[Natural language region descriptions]

================================

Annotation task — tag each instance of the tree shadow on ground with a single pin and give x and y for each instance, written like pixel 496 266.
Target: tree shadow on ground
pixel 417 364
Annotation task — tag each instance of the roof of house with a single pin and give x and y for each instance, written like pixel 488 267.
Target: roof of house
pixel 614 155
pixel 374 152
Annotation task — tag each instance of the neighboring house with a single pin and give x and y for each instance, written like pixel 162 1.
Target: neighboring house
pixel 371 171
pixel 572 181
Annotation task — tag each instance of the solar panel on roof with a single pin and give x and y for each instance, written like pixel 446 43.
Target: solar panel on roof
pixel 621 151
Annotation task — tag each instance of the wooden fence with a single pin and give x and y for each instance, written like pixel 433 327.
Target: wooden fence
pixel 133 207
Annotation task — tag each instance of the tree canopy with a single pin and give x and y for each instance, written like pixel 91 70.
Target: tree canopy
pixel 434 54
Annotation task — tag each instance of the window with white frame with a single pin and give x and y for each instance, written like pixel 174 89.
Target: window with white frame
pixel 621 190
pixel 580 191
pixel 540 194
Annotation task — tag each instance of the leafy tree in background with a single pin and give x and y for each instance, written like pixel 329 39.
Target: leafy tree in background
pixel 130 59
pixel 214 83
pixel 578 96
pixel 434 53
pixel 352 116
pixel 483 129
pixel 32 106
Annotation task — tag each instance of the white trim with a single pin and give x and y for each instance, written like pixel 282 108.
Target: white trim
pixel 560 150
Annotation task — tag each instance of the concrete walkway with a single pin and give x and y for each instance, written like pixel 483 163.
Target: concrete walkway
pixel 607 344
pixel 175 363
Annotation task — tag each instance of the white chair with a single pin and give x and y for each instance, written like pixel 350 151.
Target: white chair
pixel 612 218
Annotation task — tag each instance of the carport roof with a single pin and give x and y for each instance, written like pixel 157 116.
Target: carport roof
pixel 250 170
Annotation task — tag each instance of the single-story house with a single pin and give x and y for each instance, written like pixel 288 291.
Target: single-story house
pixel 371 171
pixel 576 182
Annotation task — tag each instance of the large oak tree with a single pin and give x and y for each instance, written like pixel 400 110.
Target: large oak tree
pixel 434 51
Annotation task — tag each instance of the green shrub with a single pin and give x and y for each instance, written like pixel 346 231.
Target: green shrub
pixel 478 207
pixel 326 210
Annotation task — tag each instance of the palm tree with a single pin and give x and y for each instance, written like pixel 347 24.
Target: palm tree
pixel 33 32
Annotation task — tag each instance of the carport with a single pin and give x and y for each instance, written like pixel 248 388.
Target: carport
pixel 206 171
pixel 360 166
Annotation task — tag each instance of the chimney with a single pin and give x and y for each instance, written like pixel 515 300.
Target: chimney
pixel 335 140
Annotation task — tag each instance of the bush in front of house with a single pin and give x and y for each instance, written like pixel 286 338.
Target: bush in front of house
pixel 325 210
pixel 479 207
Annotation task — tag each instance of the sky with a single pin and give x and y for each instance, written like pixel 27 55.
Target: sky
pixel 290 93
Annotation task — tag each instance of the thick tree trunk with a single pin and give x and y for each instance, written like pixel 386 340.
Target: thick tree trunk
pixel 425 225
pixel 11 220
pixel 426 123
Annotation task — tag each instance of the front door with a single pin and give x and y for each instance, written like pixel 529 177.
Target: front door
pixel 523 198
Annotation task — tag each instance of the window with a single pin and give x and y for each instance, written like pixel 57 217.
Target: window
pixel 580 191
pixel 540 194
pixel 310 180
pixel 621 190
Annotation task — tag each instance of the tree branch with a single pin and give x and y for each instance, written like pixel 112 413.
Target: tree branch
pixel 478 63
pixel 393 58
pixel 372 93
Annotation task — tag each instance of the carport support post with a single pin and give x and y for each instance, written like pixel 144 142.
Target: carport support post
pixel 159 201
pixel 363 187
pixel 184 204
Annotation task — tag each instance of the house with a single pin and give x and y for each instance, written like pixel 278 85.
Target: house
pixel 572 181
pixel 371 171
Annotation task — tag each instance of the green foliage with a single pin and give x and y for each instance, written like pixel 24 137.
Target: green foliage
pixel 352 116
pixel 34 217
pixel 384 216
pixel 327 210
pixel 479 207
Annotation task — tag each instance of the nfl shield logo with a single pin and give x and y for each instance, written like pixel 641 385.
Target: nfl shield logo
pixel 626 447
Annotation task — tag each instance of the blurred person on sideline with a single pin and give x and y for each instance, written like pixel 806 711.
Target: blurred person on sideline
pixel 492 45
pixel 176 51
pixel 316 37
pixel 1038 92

================================

About this task: So that nothing is lost, write out each record exactly as it appears above.

Solution to the exercise:
Annotation task — tag each instance of the tree shadow on ground with a single pin and give x and y for each instance, written like pixel 496 266.
Target: tree shadow on ground
pixel 417 364
Annotation task — tag each instance of the roof of house with a single pin and give x and y for each instance, written like pixel 488 267.
Target: roof of house
pixel 614 155
pixel 374 152
Annotation task — tag each instance of the neighboring house with a single pin and give x and y for each instance, written like pixel 162 1.
Target: neighboring house
pixel 371 171
pixel 572 181
Annotation task — tag each instance of the solar panel on roof with a single pin and give x and y for each instance, written like pixel 446 43.
Target: solar panel on roof
pixel 621 151
Annotation task — tag each instance of the wooden fence with a single pin and give x and y for each instance, written like pixel 433 327.
Target: wooden fence
pixel 133 207
Annotation task — tag each instance of the tree canopy with a single pin and give x and y for each instance, written like pixel 91 70.
Target: tree canopy
pixel 434 54
Annotation task — tag each instance of the window with white frame with a single pin and give x and y for each instance, written like pixel 174 89.
Target: window with white frame
pixel 621 190
pixel 580 191
pixel 540 194
Annotation task — tag each instance of the leafy tree in background with a single pin and give x and y for each instance, written like pixel 329 39.
Target: leafy tree in background
pixel 130 59
pixel 214 83
pixel 578 96
pixel 434 53
pixel 352 116
pixel 483 129
pixel 32 106
Annotation task — tag each instance of the white trim with a single pin and give x and y for each instance, written like pixel 282 108.
Target: white trim
pixel 560 150
Annotation task — tag each instance of the concrete walkway with a single pin and give x and y for each instance, written like pixel 483 163.
Target: concrete walkway
pixel 607 344
pixel 175 363
Annotation task — tag each instance of the white chair with a single pin and give x and y for each instance, written like pixel 350 151.
Target: white chair
pixel 612 218
Annotation task — tag each instance of the carport roof with a single pin and give x and y for each instance, written like pixel 157 116.
Target: carport roof
pixel 250 170
Annotation task — tag each instance of the single-story house with a single pin and give x and y for each instance, written like pixel 288 291.
Target: single-story house
pixel 371 171
pixel 576 182
Annotation task — tag each instance of the large oak tree with a single pin and give x and y for each instance, written like pixel 400 110.
Target: large oak tree
pixel 434 51
Annotation task — tag each instance of the green shrub with a single pin and give x and y for each instance, written like pixel 346 231.
Target: green shrub
pixel 478 207
pixel 326 210
Annotation task — tag each instance of the palm tree with a single pin and give x and y for each instance, written like pixel 347 24.
Target: palm tree
pixel 33 32
Annotation task — tag each instance of the carport with a single pin and give x and y for each instance, written like pixel 248 388.
Target: carport
pixel 206 171
pixel 360 166
Annotation task — tag each instance of the chimney with a single pin and give x and y for each instance, written like pixel 515 300.
Target: chimney
pixel 335 140
Annotation task — tag each instance of the bush in front of house with a single pin and give x and y for each instance, written like pixel 286 338.
Target: bush in front of house
pixel 325 210
pixel 479 207
Annotation task — tag each instance of the sky with a single pin and give x and y for each instance, written like pixel 27 55.
Target: sky
pixel 290 93
Annotation task — tag each instance of the thick tree trunk with a single pin and give x and y for each instance, written like pixel 386 340.
Target: thick tree trunk
pixel 425 225
pixel 11 220
pixel 426 123
Annotation task — tag each instance of the front door with a single pin and give x and y for each instance, written like pixel 529 177.
Target: front door
pixel 523 198
Annotation task — tag each instance of the window with a single pin and give x and y for each instance, written like pixel 57 217.
Target: window
pixel 580 191
pixel 540 194
pixel 310 180
pixel 621 190
Annotation task — tag each instance of the tree branch with a single pin and give x and y for each instance, written like pixel 112 413.
Target: tree branch
pixel 478 63
pixel 393 58
pixel 372 93
Annotation task — tag each instance of the carport support post with a single pin and give x and y for each instance, written like pixel 144 142.
Target: carport support post
pixel 159 201
pixel 363 187
pixel 184 204
Annotation task — tag each instance of the house with a single pin and give x and y for each instance, written like pixel 278 85.
Target: house
pixel 572 181
pixel 371 171
Annotation task — tag each instance of the green foliage with a single pin and give x and y for each instance, written like pixel 24 137.
Target: green foliage
pixel 352 116
pixel 34 217
pixel 384 216
pixel 327 210
pixel 479 207
Annotation task — tag each instance of the nfl shield logo with a single pin and give x and y for each instance, written like pixel 641 385.
Target: nfl shield logo
pixel 626 447
Annotation task — tag each instance of the blurred person on sideline with a single pin and give x and y for each instance, written like pixel 806 711.
Target: blurred person on sideline
pixel 492 45
pixel 176 51
pixel 316 37
pixel 1038 92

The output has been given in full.